Directions:
For the data below, give again exactly the lines from the one containing "Query: short blonde hair" through the one containing "Where can you spot the black handbag?", both ends included, and no others.

Data for processing:
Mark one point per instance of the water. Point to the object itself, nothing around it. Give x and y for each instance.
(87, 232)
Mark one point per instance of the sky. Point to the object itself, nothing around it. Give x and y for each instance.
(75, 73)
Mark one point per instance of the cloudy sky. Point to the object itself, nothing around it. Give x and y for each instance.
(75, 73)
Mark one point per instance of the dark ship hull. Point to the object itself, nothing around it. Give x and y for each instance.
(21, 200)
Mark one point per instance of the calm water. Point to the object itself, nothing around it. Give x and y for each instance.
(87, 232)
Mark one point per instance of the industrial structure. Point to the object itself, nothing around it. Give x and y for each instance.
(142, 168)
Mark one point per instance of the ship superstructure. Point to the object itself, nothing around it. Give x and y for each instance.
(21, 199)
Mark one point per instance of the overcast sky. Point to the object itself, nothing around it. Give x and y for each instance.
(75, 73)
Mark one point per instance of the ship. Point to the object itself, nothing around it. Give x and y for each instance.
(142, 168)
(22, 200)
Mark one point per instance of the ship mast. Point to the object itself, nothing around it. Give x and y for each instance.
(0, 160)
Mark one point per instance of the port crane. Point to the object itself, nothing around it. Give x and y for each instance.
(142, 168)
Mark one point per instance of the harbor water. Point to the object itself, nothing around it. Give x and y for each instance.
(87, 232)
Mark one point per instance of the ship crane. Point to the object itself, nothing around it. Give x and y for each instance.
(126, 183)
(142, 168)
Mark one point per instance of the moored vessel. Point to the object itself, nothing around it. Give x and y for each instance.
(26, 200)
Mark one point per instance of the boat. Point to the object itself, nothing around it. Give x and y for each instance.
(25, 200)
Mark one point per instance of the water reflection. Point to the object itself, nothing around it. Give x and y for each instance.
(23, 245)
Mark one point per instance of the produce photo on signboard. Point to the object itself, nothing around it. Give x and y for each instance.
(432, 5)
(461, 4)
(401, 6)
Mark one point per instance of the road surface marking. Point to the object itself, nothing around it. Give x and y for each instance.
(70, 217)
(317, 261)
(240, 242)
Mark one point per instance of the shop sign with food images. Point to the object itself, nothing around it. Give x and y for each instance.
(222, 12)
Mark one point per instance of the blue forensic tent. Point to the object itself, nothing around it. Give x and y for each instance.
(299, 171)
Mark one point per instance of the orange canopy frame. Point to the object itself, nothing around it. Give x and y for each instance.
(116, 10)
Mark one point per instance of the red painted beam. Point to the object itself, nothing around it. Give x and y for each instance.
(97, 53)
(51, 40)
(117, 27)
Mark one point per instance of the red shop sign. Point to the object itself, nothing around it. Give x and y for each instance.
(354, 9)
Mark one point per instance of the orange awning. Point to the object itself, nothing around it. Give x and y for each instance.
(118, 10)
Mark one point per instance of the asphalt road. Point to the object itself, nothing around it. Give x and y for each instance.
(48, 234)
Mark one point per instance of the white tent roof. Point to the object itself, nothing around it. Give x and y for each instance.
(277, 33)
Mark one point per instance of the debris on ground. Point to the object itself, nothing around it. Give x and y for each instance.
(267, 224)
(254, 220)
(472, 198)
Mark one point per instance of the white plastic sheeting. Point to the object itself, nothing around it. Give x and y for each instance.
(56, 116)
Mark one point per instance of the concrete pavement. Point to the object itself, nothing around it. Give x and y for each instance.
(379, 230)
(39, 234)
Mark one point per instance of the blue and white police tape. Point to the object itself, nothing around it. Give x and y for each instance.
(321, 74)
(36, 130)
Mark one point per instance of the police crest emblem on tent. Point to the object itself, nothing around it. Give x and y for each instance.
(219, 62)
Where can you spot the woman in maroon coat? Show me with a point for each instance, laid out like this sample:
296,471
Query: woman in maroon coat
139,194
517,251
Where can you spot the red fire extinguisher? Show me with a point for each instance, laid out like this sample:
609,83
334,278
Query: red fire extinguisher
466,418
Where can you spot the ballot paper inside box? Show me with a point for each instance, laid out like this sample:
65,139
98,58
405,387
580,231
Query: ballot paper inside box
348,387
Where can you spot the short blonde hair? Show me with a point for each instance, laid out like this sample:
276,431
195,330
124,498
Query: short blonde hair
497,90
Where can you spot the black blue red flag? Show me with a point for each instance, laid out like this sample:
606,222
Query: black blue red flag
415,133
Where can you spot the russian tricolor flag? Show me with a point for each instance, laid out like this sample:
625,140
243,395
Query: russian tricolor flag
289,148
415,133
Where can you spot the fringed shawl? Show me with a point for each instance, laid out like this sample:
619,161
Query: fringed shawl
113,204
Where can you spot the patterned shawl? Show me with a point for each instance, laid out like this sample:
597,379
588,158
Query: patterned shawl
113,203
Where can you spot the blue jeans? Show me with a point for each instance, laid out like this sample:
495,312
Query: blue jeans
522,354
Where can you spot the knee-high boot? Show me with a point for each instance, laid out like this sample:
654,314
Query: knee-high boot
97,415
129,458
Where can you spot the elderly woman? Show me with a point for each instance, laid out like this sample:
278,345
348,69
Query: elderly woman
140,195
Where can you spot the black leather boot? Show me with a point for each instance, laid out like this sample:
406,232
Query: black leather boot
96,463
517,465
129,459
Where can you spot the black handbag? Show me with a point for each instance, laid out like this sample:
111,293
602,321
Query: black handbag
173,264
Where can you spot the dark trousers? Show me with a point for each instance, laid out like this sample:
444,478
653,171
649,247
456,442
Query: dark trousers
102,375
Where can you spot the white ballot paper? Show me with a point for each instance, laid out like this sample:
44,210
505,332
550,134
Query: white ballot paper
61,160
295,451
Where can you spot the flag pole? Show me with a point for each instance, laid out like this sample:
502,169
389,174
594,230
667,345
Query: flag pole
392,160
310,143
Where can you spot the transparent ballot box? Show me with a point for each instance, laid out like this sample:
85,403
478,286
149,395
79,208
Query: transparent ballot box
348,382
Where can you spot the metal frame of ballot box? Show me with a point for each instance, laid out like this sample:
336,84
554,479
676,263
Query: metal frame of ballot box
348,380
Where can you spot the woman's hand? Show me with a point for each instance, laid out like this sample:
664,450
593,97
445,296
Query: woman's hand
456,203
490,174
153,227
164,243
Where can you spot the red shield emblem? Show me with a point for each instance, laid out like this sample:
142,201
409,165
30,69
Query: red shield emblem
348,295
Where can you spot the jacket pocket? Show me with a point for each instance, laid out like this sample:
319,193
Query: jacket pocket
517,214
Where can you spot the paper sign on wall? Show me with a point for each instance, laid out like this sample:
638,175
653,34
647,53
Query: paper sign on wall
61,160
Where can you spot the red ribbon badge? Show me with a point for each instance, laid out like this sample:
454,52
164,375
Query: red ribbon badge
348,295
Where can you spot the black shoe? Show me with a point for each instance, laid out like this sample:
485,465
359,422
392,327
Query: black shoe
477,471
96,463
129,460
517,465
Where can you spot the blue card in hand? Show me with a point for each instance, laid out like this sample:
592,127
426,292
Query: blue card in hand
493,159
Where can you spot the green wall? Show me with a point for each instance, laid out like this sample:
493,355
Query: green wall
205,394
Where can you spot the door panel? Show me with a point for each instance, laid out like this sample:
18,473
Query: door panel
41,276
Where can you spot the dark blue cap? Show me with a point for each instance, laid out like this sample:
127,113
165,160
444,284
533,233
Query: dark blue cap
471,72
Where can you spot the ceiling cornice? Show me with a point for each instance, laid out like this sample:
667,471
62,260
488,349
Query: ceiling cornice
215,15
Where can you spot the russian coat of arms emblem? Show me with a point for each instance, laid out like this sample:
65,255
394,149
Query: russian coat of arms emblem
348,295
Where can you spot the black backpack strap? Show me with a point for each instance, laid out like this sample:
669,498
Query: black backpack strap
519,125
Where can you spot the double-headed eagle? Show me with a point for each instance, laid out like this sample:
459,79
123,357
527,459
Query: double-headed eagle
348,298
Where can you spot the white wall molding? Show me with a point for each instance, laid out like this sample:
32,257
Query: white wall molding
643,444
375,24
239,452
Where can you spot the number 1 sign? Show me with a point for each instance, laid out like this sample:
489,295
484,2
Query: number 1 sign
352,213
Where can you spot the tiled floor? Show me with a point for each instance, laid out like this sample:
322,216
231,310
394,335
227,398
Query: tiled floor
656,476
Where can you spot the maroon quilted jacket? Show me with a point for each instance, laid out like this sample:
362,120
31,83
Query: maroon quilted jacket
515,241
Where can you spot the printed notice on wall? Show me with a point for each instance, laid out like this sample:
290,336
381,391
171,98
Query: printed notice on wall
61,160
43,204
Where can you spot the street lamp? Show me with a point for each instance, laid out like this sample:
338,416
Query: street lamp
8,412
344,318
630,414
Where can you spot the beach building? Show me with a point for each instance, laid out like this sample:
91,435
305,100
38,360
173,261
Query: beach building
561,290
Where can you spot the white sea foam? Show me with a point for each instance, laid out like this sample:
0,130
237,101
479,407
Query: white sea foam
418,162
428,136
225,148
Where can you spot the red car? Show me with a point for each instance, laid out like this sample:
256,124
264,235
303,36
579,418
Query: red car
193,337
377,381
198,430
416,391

Task response:
Query: short blonde hair
497,90
Where can you spot the black blue red flag? Show me with a point for each instance, laid out like this sample:
606,222
Query: black blue red flag
415,133
Where can you spot the russian tricolor flag? Show me with a point for each instance, laid out like this sample:
625,140
243,395
Query: russian tricolor flag
289,148
415,133
Where can you spot the fringed shawl? Show me with a point for each instance, laid out like this sample:
619,161
Query: fringed shawl
113,204
Where can you spot the patterned shawl? Show me with a point for each instance, laid out like this sample:
597,379
588,158
Query: patterned shawl
113,203
Where can you spot the blue jeans? Show me with a point for each instance, laid out like this sample:
495,312
Query: blue jeans
522,354
Where can you spot the knee-high boot? Show me with a point for each instance, laid out like this sample:
654,314
Query: knee-high boot
97,415
129,458
Where can you spot the elderly woman? Show me with a point for each instance, laid out like this sample:
278,345
348,69
Query: elderly woman
140,195
Where can you spot the black leather boot? Show me with a point for each instance, laid out like this sample:
406,232
Query: black leather boot
96,463
517,465
129,459
Where can you spot the black handbag? Show me with a point for each instance, laid out like this sample:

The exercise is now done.